Object location annotation data:
==========

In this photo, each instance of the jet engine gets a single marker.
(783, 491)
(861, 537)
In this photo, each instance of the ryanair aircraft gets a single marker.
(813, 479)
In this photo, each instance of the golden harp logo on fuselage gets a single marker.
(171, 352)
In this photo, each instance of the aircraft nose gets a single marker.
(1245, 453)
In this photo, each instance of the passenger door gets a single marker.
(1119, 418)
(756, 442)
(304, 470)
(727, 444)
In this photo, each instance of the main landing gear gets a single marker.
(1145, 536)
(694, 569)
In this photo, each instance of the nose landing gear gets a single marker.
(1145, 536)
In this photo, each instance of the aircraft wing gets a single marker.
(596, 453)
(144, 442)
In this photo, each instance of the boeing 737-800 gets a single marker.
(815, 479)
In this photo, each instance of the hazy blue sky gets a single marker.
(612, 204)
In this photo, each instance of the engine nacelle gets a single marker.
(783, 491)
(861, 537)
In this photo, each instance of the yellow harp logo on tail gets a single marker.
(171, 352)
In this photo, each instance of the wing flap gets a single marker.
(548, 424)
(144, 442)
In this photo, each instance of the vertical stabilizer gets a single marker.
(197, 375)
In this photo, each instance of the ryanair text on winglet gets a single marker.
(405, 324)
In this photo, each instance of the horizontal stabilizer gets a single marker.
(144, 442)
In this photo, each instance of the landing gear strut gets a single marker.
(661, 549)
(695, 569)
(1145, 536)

==========

What to produce: Starting at the line containing "In this photo, each instance of the main" and continuing through the final line of the records, copy every line, requests included, and decrease each coordinate in the answers by 142.

Result of this task:
In this photo, each instance of the main landing gear gets a single marker.
(1003, 394)
(552, 427)
In this photo, each instance of the nose landing gear gets a single marker.
(1003, 394)
In this photo, each instance of the aircraft wing gets a single marker.
(454, 311)
(2, 300)
In this photo, each instance of the boeing 737-800 gets a single marker.
(673, 337)
In this photo, each instance of the hazy blue sky gets a single marker.
(470, 62)
In this photo, each instance of the engine nacelle gets a single marker.
(641, 349)
(719, 395)
In this photo, each instance of the yellow harp logo on tail gets a single marker.
(29, 210)
In this photo, each instance of the wing flap gets a single marker.
(406, 282)
(2, 300)
In this photo, each instance of the vertical stabilizer gets a single marker.
(55, 233)
In this photo, each instance of the ryanair text on winglet gets a single marker.
(263, 182)
In this photo, each instance of the horizontal stabilizer gets a single marker.
(2, 300)
In this photo, each instance of the landing gear strut gets a single marker.
(519, 407)
(553, 427)
(1003, 394)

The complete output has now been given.